* [Passage provided]
*** Block opens ***
So why does a low key half marathon sell out in a matter of days? – read on…
I must admit to not really enjoying the half distance, but the lure of a ‘multi-terrain’ surface is a bit more interesting for me. I won’t go into details of breakfast (porridge *;) winking) but after Baz headed round early on Sunday we were off via Stoney to pick up Neil. The day was blustery, but dry, so although choice of tops was easy – my decision to go with road trainers was something I was going to regret!
In previous years ice has been the major issue – at one pre-race brief the organiser joked not to worry that the ice had been broken through the flooded section of track (no joke!). But with the recent constant deluge, the course had to be altered slightly to ensure no one drowned! At a guess I would say that the course is about 50% road and 50% track. At 10.55am the field gathered to chill for 5 minutes for the pre-race briefing. Spotting a few known faces, it was clear that there were a few fast guys about – but my main battle was standing next to me, my training partner Barry!
*** Block closes ***
* [Given information]
*** Block opens ***
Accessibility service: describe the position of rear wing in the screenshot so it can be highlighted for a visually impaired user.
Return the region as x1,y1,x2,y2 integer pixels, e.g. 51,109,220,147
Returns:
*** Block closes ***
* [Task A]
In the half marathon race report, translate this sentence into Spanish: "At a guess I would say that the course is about 50% road and 50% track."
* [Task B]
Continue the half marathon race report from where it stops.

* [Answer box A]
A ojo, diría que el recorrido es aproximadamente un 50 % de carretera y un 50 % de pista.

* [Answer box B]
On the gun, we were off and sure enough the lead pair were off (never to be caught) so I watched my pace and tried to get the first few kms in without red-lining. For the first 5 miles four of us pretty much stayed together – I could pull out a bit on anything that wasn’t black, while the others were stronger on the tarmac. At the start we were warned that the course was damp (feet were wet within the first section of farm track) but I was not ready for the 60 metre section about half way through where the water was above my knee level – this meant walking was the only option! It was after this point that my legs started to seize while Baz came past and murmured something about dropping the 2 roadies behind. Following through a few more tracks and skirting the village we were faced with Gallow Hill. Normally i would love to see a climb on a run – but today it was a real hurter. It was all I could do to keep Baz in sight, and I was hoping that the pair behind were not catching. On turning to head back to the park I decided to give it a go to get back to 4th place. At one point i thought I might get it, but the gap had only closed due to the section of ploughed field and 8″ of mud to get through! Thankfully my chasers must have been as tired as I was – and I managed to hold on to 5th place.
Having the changing facilities in the rugby club available for the run as well as a sports masseuse to give those tired legs a bit of TLC are a great touch. But what really makes this race is the hospitality from Forfar Road Runners – more soup, tea, coffee, sandwiches and cakes than the 200+ runners could scoff – for the £7 entry, great value. I should also mention the 8 or so check points where you need to get your race number stamped. Marshalling these are inmates from a local open prison who volunteer each year – great work guys!
All in all a great day out – I would highly recommend for any of the Cosmics, let’s try and get a few teams down for next year (with trail shoes!)